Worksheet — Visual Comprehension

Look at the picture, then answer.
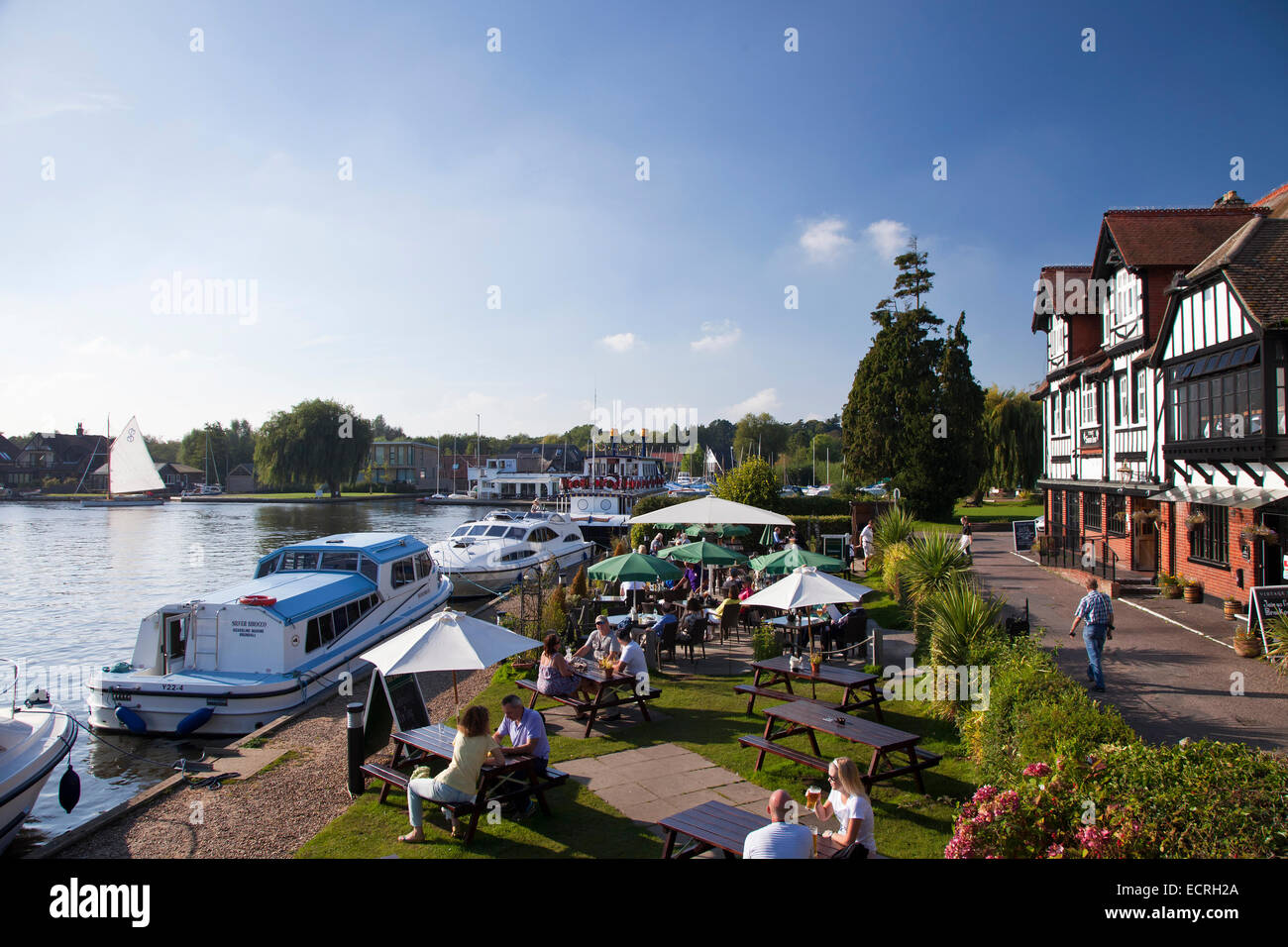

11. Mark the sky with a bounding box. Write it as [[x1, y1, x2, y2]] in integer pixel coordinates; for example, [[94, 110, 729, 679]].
[[0, 0, 1288, 438]]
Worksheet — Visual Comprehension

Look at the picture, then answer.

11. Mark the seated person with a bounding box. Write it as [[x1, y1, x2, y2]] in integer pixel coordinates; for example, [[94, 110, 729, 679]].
[[537, 633, 591, 699], [492, 693, 550, 815], [398, 697, 504, 843], [574, 614, 621, 661], [742, 789, 814, 858]]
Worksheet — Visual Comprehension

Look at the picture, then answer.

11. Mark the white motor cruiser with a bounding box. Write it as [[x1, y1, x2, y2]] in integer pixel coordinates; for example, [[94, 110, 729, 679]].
[[430, 510, 595, 598], [0, 659, 78, 852], [89, 532, 452, 736]]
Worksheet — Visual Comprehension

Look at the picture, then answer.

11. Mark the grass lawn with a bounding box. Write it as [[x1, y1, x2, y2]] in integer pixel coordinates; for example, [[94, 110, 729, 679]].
[[297, 581, 976, 858]]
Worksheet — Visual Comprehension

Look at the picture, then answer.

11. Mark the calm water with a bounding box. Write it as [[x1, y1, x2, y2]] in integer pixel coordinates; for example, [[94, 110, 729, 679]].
[[0, 500, 485, 854]]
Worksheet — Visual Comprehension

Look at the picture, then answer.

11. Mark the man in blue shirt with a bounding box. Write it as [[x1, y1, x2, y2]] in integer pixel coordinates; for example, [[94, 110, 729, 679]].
[[1069, 576, 1115, 693], [493, 694, 550, 815]]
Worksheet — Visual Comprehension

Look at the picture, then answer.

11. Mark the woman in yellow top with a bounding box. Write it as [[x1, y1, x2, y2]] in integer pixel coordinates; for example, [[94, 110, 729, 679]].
[[398, 706, 505, 841]]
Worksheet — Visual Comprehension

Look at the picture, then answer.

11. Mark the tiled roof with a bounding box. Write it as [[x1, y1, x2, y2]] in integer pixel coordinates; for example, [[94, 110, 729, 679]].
[[1096, 206, 1266, 266], [1253, 184, 1288, 219], [1031, 265, 1091, 333], [1186, 218, 1288, 326]]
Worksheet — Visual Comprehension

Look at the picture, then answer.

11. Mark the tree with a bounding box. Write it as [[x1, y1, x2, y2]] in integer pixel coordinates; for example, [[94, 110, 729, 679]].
[[979, 385, 1042, 494], [255, 398, 373, 496], [842, 245, 984, 519], [711, 458, 778, 509]]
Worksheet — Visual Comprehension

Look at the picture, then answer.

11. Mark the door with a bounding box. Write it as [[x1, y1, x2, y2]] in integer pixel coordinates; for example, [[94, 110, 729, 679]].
[[1130, 500, 1158, 573]]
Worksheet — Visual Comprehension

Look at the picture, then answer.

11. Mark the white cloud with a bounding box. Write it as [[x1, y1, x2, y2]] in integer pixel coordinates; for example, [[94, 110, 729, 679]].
[[863, 220, 910, 263], [599, 333, 638, 355], [690, 320, 742, 352], [800, 217, 854, 263], [725, 388, 781, 420]]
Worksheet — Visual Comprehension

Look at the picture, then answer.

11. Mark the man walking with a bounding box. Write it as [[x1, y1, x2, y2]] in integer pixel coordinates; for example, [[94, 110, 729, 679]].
[[1069, 576, 1115, 693]]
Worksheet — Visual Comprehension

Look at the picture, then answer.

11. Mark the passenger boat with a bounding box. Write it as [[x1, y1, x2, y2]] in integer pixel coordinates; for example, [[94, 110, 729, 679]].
[[89, 532, 452, 736], [430, 510, 595, 598], [0, 659, 78, 852]]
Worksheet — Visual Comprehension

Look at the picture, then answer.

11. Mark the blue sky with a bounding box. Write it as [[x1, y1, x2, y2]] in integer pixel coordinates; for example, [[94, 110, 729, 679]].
[[0, 0, 1288, 437]]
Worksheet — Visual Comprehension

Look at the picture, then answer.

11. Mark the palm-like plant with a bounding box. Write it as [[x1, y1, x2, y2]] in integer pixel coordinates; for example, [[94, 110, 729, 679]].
[[924, 581, 1004, 719], [899, 532, 970, 647]]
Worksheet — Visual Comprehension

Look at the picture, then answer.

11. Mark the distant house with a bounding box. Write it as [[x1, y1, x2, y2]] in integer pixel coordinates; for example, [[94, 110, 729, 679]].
[[357, 441, 438, 489], [224, 464, 259, 493], [7, 424, 111, 488]]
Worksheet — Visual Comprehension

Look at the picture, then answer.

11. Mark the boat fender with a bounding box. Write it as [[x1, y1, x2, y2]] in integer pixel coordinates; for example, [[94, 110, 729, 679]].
[[174, 707, 215, 737], [116, 707, 149, 736], [58, 763, 80, 811]]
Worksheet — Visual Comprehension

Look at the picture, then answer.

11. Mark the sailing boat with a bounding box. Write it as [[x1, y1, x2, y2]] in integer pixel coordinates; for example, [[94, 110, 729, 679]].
[[81, 417, 164, 509]]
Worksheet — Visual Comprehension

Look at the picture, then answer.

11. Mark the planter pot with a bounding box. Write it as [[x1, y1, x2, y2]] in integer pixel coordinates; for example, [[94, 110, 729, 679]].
[[1234, 635, 1261, 657]]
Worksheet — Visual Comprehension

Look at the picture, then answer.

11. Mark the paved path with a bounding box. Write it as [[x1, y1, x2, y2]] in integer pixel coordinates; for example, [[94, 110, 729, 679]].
[[974, 533, 1288, 750]]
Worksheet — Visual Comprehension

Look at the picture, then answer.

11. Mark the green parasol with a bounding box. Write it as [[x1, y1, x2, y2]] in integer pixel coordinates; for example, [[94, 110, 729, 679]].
[[587, 553, 684, 582], [658, 540, 748, 566], [751, 544, 845, 576]]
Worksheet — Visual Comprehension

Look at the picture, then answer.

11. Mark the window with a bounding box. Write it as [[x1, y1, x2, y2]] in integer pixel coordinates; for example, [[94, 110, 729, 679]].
[[1104, 493, 1127, 536], [393, 557, 416, 588], [1082, 493, 1102, 532], [322, 553, 358, 573], [1186, 502, 1231, 566]]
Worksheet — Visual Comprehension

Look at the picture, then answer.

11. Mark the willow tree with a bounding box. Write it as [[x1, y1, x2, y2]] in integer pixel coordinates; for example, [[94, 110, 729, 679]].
[[255, 398, 373, 496]]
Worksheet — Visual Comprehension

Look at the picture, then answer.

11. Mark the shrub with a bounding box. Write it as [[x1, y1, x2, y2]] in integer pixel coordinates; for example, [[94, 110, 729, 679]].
[[961, 634, 1137, 785], [944, 741, 1288, 858], [751, 626, 783, 661]]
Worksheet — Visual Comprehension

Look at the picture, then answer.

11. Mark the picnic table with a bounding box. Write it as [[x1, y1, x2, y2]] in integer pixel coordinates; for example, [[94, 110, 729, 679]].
[[362, 724, 568, 845], [734, 655, 885, 723], [738, 701, 940, 793], [658, 802, 840, 858], [519, 659, 662, 737]]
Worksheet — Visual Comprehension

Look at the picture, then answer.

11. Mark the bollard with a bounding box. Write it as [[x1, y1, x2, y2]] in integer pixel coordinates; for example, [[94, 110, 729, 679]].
[[345, 701, 365, 796]]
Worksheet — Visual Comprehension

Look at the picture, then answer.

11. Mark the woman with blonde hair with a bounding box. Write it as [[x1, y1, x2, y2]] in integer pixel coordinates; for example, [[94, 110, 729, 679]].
[[398, 704, 505, 843], [814, 756, 877, 858]]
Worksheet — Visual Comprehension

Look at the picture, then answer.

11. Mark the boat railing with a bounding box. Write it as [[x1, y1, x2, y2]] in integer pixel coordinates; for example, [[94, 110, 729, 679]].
[[0, 657, 21, 711]]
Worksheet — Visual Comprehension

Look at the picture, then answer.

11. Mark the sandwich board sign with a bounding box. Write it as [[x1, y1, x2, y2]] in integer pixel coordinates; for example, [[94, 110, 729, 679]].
[[1248, 585, 1288, 653], [1012, 519, 1038, 553], [362, 670, 429, 756]]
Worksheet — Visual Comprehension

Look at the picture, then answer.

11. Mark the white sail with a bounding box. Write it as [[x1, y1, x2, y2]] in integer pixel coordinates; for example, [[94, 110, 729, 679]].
[[108, 417, 164, 493]]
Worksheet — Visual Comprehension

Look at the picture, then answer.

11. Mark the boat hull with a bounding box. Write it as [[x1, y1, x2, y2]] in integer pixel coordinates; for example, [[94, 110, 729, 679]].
[[0, 707, 76, 852], [89, 579, 452, 738]]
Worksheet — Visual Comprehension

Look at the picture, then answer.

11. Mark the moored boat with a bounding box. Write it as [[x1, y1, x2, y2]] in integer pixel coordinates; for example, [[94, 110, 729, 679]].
[[89, 533, 452, 736]]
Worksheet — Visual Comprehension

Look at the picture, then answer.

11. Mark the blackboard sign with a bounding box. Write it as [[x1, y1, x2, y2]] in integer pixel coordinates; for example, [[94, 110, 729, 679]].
[[362, 672, 429, 756], [1248, 585, 1288, 653]]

◆ Task brief: Report the number of lines in the entries above that contain the word "woman". Give the number alone.

◆ Reply: 2